(Natural-language object grounding data)
_ _ _ _ _ _ _
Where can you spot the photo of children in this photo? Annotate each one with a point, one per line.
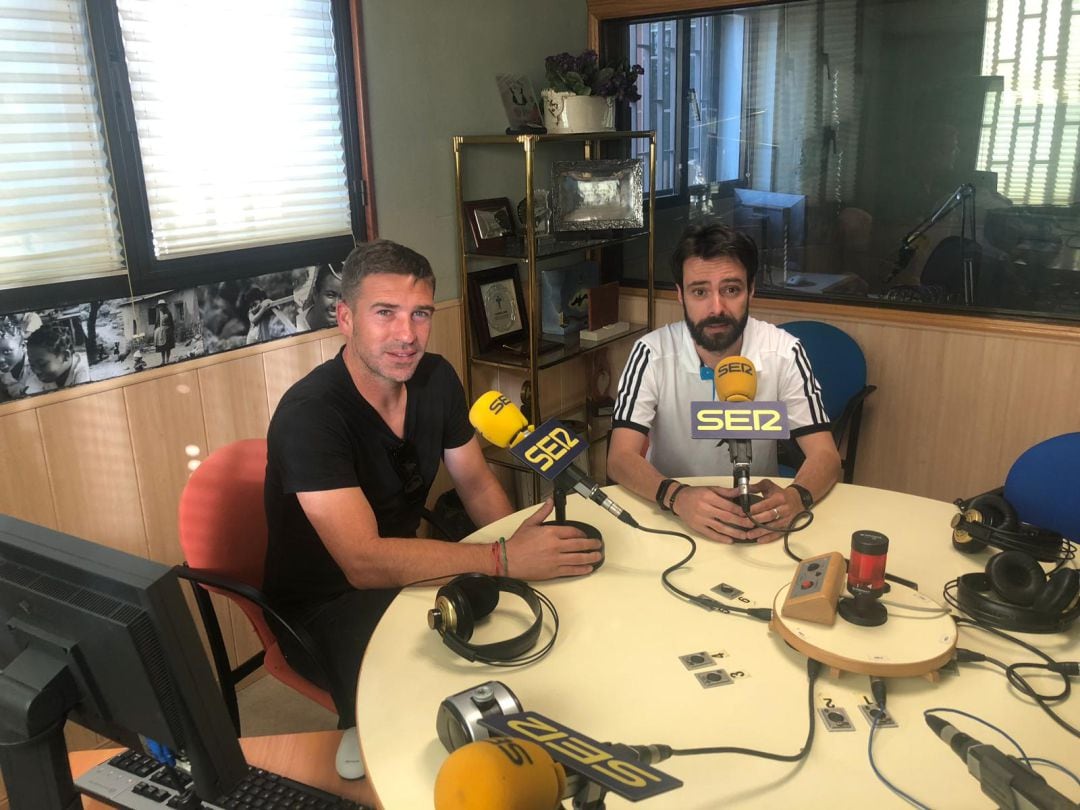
(235, 313)
(318, 296)
(127, 331)
(42, 351)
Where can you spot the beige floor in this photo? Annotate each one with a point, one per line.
(268, 706)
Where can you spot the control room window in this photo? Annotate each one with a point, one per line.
(170, 144)
(908, 153)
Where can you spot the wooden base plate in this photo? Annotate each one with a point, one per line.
(918, 638)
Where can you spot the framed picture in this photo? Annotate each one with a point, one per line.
(596, 194)
(564, 294)
(491, 223)
(497, 308)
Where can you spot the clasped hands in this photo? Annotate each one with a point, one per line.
(714, 513)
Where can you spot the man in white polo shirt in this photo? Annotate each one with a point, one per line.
(650, 445)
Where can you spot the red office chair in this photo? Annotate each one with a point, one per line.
(224, 537)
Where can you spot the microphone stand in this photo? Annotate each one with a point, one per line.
(907, 243)
(558, 495)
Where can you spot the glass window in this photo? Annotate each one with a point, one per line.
(172, 144)
(907, 152)
(241, 146)
(57, 210)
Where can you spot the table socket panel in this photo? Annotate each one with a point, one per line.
(815, 589)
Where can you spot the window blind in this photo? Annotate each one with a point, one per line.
(239, 122)
(1031, 129)
(57, 211)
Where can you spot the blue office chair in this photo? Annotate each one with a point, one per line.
(1042, 485)
(840, 368)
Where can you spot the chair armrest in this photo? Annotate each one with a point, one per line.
(211, 579)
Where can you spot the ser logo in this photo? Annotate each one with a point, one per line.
(608, 765)
(739, 420)
(550, 448)
(734, 368)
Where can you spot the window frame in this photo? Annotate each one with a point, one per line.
(145, 272)
(615, 45)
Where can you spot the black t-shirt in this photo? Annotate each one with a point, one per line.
(325, 435)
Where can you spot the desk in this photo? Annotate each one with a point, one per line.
(306, 757)
(615, 672)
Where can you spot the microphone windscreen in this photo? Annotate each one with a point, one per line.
(498, 419)
(500, 773)
(736, 380)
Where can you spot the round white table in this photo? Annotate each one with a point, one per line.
(616, 675)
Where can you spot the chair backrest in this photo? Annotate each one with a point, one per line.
(223, 523)
(838, 362)
(224, 531)
(1042, 485)
(840, 367)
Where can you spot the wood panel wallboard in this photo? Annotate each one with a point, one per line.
(955, 406)
(958, 400)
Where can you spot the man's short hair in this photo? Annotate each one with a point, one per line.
(53, 339)
(382, 256)
(714, 240)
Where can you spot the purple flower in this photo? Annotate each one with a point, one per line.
(584, 76)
_ _ _ _ _ _ _
**EXERCISE**
Copy out the lines above unchanged. Skip the images.

**ANSWER TO THE PROBLEM**
Where can you spot the photo of children in this photo? Annotate each one with a point, one per line.
(235, 313)
(318, 296)
(127, 331)
(42, 351)
Where can you spot the beige floor in this photo? Annotate each one with a point, one per line.
(268, 706)
Where can you spot the control room window in this photo? Annotate each one with a point, one per line.
(170, 144)
(908, 153)
Where can you spot the wooden base plate in this photo? Annotate each one with a point, one per line.
(918, 638)
Where can you spot the framed picture in this photo? Annotate each one with a point, one per line.
(596, 194)
(564, 294)
(491, 223)
(497, 308)
Where can you spot the clasped hands in this photo? Annotate each one with a point, one per line.
(714, 513)
Where can you spot the man in white polo shirt in this photo? Annotate each one with a point, one per line.
(650, 445)
Where can you spot the red office chair in this photo? Annotate each one with a point, one per line.
(224, 537)
Where can you spot the microphone stand in this photo? Annotate each one with a point, one per line.
(907, 243)
(558, 495)
Where can you spot the glass window in this photo? Annotate each one with a point, one per line.
(172, 144)
(907, 152)
(241, 146)
(57, 210)
Where can you spot the table socket panel in this photo? Annotate each one with a point, one per line.
(815, 589)
Where can you spot the window blind in this photo? Annotate each one with a point, one per line.
(239, 122)
(1031, 129)
(57, 211)
Where can you spot the blue office chair in this photo? Annotate each one with a point, one per line.
(1042, 485)
(840, 368)
Where can you spot the chair armrest in this photo? Annotate each one with a point, one per line.
(211, 579)
Where can you spot the ser logo in this photo? Annotate each one with a point, one per line.
(608, 765)
(739, 420)
(550, 448)
(734, 368)
Where can you spot the window frame in this photo? Annotate each one with a point, one per line.
(145, 272)
(615, 45)
Where can you spot the black t-shirt in this photo? Annotate each one with a point, one per line.
(325, 435)
Where can you spot the desk in this photo? Annotate each one with a point, one per line.
(306, 757)
(615, 672)
Where can you spot the microphone windscreen in this photo? Annotate each one with a point, one per line.
(498, 419)
(500, 773)
(736, 380)
Where can you spot the round white table in this photo? Annotate each one with a point, one per line.
(616, 675)
Where can you spot the chair backrest in this photo? Annotate each one with a point, one per line.
(223, 523)
(838, 362)
(224, 531)
(1042, 485)
(840, 367)
Where can you spot the wood panel wallboard in this photo? Annotate each one with a point, one per line.
(955, 406)
(958, 400)
Where can you spot the man's short hair in this photo? Annotate each one with a point, one per line.
(53, 339)
(382, 256)
(714, 240)
Where can you spot the purple flower in this photo? Annotate each one with a point, one per line.
(584, 76)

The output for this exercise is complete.